Instructions for the task -> Skip the images and return the records below exactly.

(Region pointing data)
────────
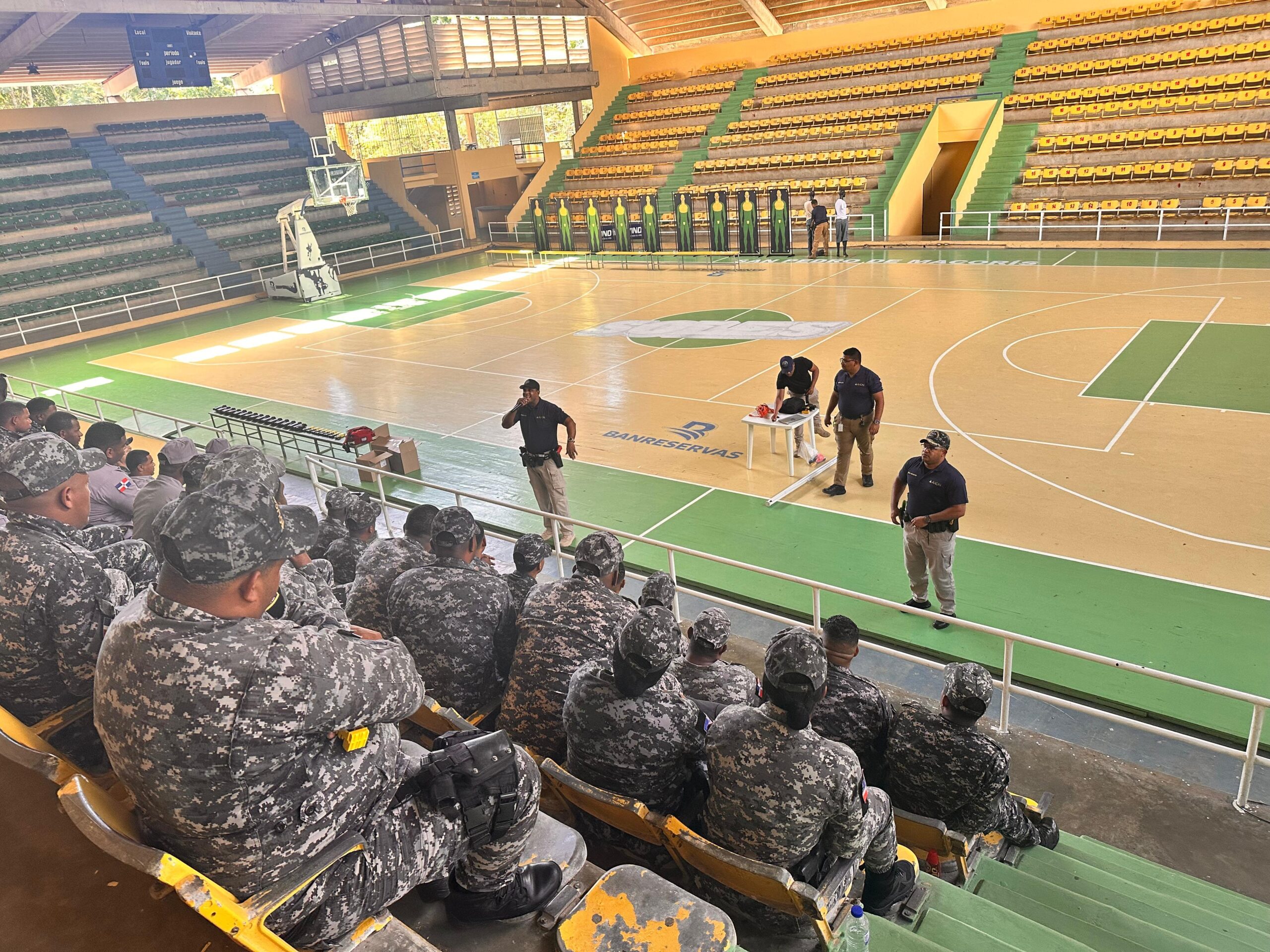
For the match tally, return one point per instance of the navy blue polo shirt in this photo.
(539, 425)
(855, 394)
(933, 490)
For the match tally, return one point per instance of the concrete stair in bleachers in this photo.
(185, 232)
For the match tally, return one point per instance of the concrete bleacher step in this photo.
(1162, 879)
(185, 232)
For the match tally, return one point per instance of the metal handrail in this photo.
(180, 424)
(220, 287)
(1053, 220)
(1250, 756)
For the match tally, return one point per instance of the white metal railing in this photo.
(93, 407)
(1250, 754)
(522, 233)
(985, 225)
(107, 311)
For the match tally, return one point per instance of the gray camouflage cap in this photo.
(795, 652)
(531, 549)
(651, 636)
(452, 526)
(968, 687)
(658, 591)
(229, 529)
(713, 627)
(44, 461)
(246, 464)
(337, 502)
(601, 551)
(193, 473)
(364, 512)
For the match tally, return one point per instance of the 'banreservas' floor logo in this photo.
(691, 431)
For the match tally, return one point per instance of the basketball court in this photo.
(1112, 416)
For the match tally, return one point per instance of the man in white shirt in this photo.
(840, 224)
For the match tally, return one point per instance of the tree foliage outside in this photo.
(44, 94)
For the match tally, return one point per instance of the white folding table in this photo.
(789, 423)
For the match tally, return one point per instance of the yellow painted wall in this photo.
(83, 119)
(951, 122)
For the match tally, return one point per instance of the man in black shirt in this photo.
(799, 377)
(540, 420)
(937, 500)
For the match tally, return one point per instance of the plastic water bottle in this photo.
(858, 931)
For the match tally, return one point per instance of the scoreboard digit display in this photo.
(169, 56)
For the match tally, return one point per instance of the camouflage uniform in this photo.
(658, 591)
(855, 713)
(332, 527)
(953, 772)
(778, 792)
(459, 622)
(219, 728)
(562, 626)
(720, 682)
(530, 550)
(382, 563)
(59, 595)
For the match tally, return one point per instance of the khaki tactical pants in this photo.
(929, 555)
(821, 238)
(548, 483)
(850, 433)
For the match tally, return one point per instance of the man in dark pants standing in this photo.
(540, 420)
(860, 400)
(937, 500)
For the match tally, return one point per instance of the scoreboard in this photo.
(169, 56)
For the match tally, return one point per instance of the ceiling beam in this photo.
(214, 28)
(28, 35)
(616, 26)
(305, 50)
(291, 8)
(759, 12)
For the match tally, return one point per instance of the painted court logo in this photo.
(691, 432)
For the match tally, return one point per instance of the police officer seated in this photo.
(632, 730)
(530, 556)
(854, 710)
(59, 595)
(702, 672)
(385, 561)
(360, 520)
(457, 621)
(239, 737)
(784, 795)
(940, 766)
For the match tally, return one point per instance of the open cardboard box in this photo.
(389, 454)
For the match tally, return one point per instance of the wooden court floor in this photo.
(999, 356)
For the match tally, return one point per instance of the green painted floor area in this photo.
(1228, 358)
(1119, 613)
(1135, 371)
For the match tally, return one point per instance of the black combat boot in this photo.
(531, 889)
(885, 890)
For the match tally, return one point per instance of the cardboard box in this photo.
(402, 454)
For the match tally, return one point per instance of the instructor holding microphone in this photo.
(540, 422)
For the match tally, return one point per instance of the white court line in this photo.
(1167, 371)
(939, 408)
(822, 511)
(1005, 353)
(659, 524)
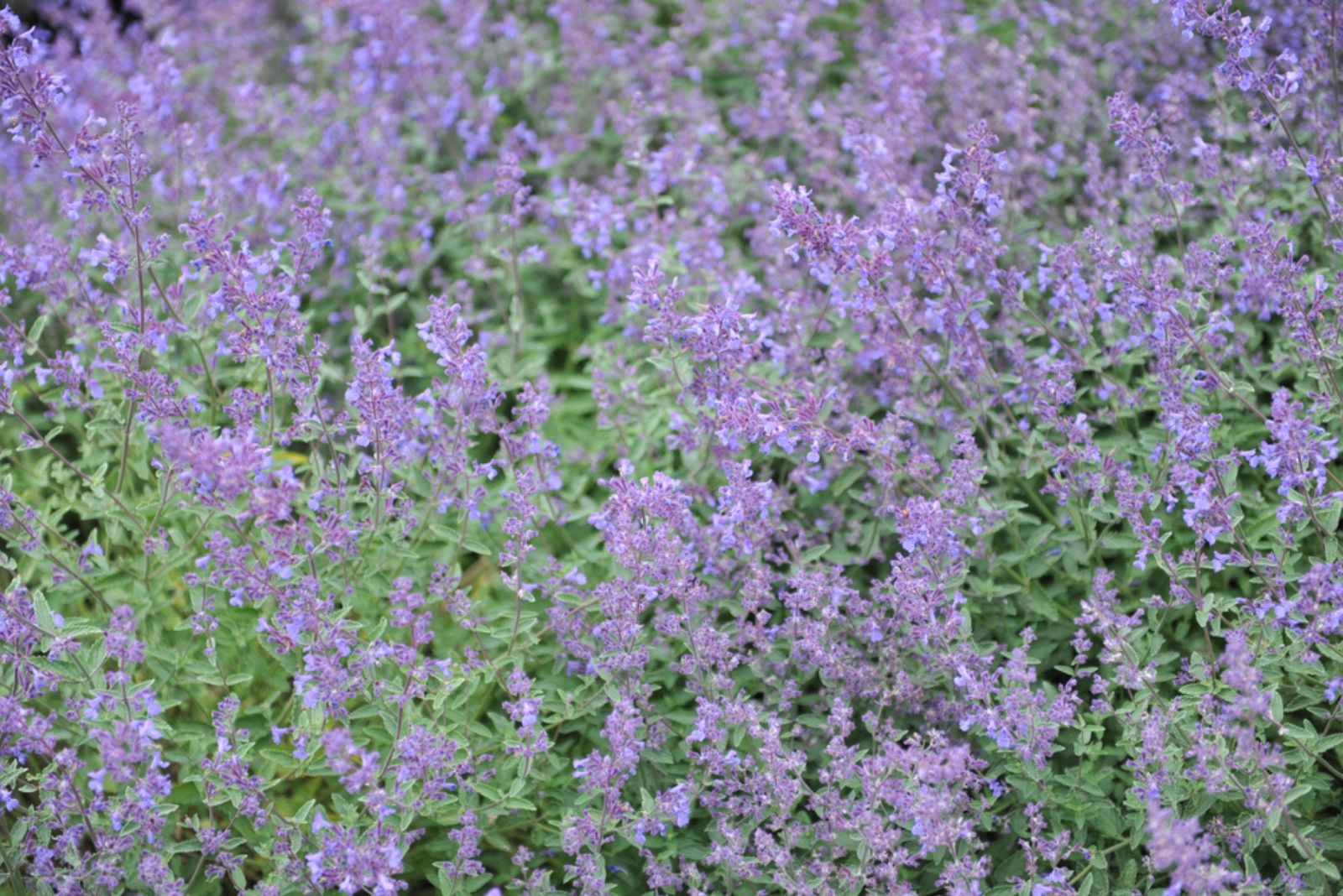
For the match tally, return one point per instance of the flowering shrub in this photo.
(622, 447)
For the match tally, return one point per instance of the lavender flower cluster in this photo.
(809, 447)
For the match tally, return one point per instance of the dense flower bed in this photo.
(678, 445)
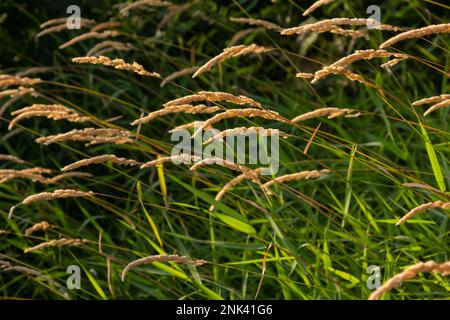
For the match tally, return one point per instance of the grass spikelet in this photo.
(94, 136)
(161, 258)
(191, 125)
(9, 157)
(119, 64)
(60, 24)
(230, 184)
(178, 74)
(105, 25)
(391, 63)
(56, 21)
(46, 196)
(108, 46)
(423, 208)
(369, 54)
(410, 273)
(435, 99)
(227, 164)
(185, 158)
(100, 159)
(350, 33)
(41, 226)
(303, 175)
(316, 5)
(17, 93)
(231, 52)
(329, 112)
(90, 35)
(186, 108)
(246, 131)
(257, 22)
(63, 242)
(233, 113)
(437, 106)
(49, 111)
(34, 174)
(330, 24)
(143, 3)
(213, 96)
(417, 33)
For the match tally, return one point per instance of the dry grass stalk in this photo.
(90, 35)
(422, 208)
(246, 131)
(50, 111)
(251, 174)
(161, 258)
(331, 113)
(391, 63)
(257, 22)
(213, 96)
(52, 29)
(303, 175)
(56, 179)
(194, 124)
(242, 34)
(36, 175)
(7, 266)
(230, 184)
(63, 242)
(185, 158)
(356, 56)
(105, 25)
(44, 225)
(316, 5)
(100, 159)
(417, 33)
(117, 64)
(9, 157)
(143, 3)
(233, 113)
(46, 196)
(186, 108)
(229, 53)
(178, 74)
(362, 33)
(330, 24)
(110, 46)
(17, 93)
(435, 99)
(437, 106)
(108, 275)
(304, 75)
(7, 80)
(409, 273)
(94, 136)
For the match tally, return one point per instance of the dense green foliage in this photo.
────────
Output of the task ->
For the match tally, return one point per instance of the navy blue polo shirt in this photo.
(539, 425)
(855, 394)
(933, 490)
For the match tally, return one point per instance of the concrete stair in bleachers in this photo.
(185, 232)
For the match tally, return one point per instance of the concrete bleacher step in this photo.
(1162, 879)
(185, 232)
For the match tally, return one point per instance of the metal handrail in this photo.
(180, 424)
(220, 287)
(1053, 220)
(1250, 756)
For the match tally, return one point per instance of the white metal railing in this photo.
(93, 407)
(1250, 754)
(522, 233)
(985, 225)
(107, 311)
For the match tally, return one point per instance of the gray camouflage cap in this photo.
(795, 652)
(531, 549)
(651, 636)
(452, 526)
(968, 687)
(658, 591)
(229, 529)
(713, 627)
(44, 461)
(246, 464)
(337, 502)
(601, 551)
(193, 473)
(364, 512)
For the match tally, return one point per instance of the 'banreservas' floor logo in this photo.
(691, 431)
For the match tally, return one point per instance of the basketball court in this photo.
(1112, 416)
For the match tally, return one point per instance of the man in white shirt in this photo.
(840, 224)
For the match tally, return one point per instance of the tree foliage outside in this photo.
(44, 94)
For the match tally, return one point per instance of the white folding table in this photo.
(789, 423)
For the match tally, return one point per instance of the yellow painted wall in this photo.
(83, 119)
(951, 122)
For the match tally, return one point per instance of the man in black shirt in this photo.
(799, 377)
(540, 420)
(937, 500)
For the match tally, return one point per instance of the plastic water bottle in this photo.
(858, 931)
For the match tally, return one point per instance of the scoreboard digit display in this photo.
(169, 56)
For the match tally, return one point per instance of the camouflage uniform in this photo.
(658, 591)
(855, 713)
(332, 527)
(953, 772)
(778, 792)
(459, 622)
(219, 728)
(562, 626)
(720, 682)
(530, 550)
(382, 563)
(59, 595)
For the match tally, return one point per instance of the khaki tactical pants in this photo.
(929, 555)
(821, 238)
(548, 483)
(850, 433)
For the match tally, return one point per instance of the man in dark pants standing in this photo.
(540, 420)
(860, 400)
(937, 500)
For the match tally, return one point per instance of the scoreboard in this photo.
(169, 56)
For the match tally, return one point per instance of the ceiling beam in this photo.
(214, 28)
(28, 35)
(616, 26)
(305, 50)
(291, 8)
(759, 12)
For the match tally, return one point per instance of the painted court logo in this photo.
(691, 432)
For the match tally, return one point per instance of the police officer seated in this photo.
(632, 730)
(530, 556)
(854, 710)
(59, 595)
(702, 672)
(385, 561)
(360, 520)
(457, 621)
(239, 737)
(784, 795)
(940, 766)
For the match tally, return one point per instance of the open cardboard box in this photo.
(389, 454)
For the match tally, return one point per instance of the wooden court floor in this photo.
(999, 356)
For the match tally, return one point per instance of the green painted floor area in this photo.
(1228, 358)
(1119, 613)
(1135, 371)
For the match tally, return one point per instance of the black combat boot in this photo.
(531, 889)
(885, 890)
For the match tally, return one point per instance of the cardboard box in this photo.
(402, 454)
For the match tally, return one point per instance of the instructor holding microphone in this photo.
(540, 422)
For the match tally, return one point per instance of the white court line in this photo.
(1167, 371)
(939, 408)
(822, 511)
(1005, 353)
(659, 524)
For the match tally, return one point per instance of the flowering shrub in this photo.
(622, 447)
For the match tally, return one point per instance of the lavender flower cluster in this photo.
(809, 447)
For the match tally, return one point per instance of the dense flower bed in this photo.
(678, 445)
For the match tally, return one point per instance of the grass spikelet in this photo.
(94, 136)
(161, 258)
(191, 125)
(9, 157)
(119, 64)
(60, 24)
(230, 184)
(178, 74)
(105, 25)
(391, 63)
(56, 21)
(46, 196)
(108, 46)
(423, 208)
(369, 54)
(410, 273)
(435, 99)
(227, 164)
(185, 158)
(100, 159)
(350, 33)
(41, 226)
(303, 175)
(316, 5)
(17, 93)
(231, 52)
(329, 112)
(90, 35)
(186, 108)
(246, 131)
(257, 22)
(63, 242)
(233, 113)
(437, 106)
(49, 111)
(34, 174)
(330, 24)
(143, 3)
(213, 96)
(417, 33)
For the match tally, return one point per instance of the dry grass stalk in this photo.
(90, 35)
(422, 208)
(246, 131)
(50, 111)
(251, 174)
(161, 258)
(331, 113)
(391, 63)
(257, 22)
(213, 96)
(52, 29)
(303, 175)
(56, 179)
(194, 124)
(242, 34)
(36, 175)
(7, 266)
(230, 184)
(63, 242)
(185, 158)
(356, 56)
(105, 25)
(44, 225)
(316, 5)
(100, 159)
(417, 33)
(117, 64)
(9, 157)
(143, 3)
(233, 113)
(46, 196)
(186, 108)
(229, 53)
(178, 74)
(362, 33)
(330, 24)
(110, 46)
(17, 93)
(435, 99)
(437, 106)
(108, 275)
(304, 75)
(7, 80)
(409, 273)
(94, 136)
For the match tally, return one point per instance of the dense green foliage in this photo.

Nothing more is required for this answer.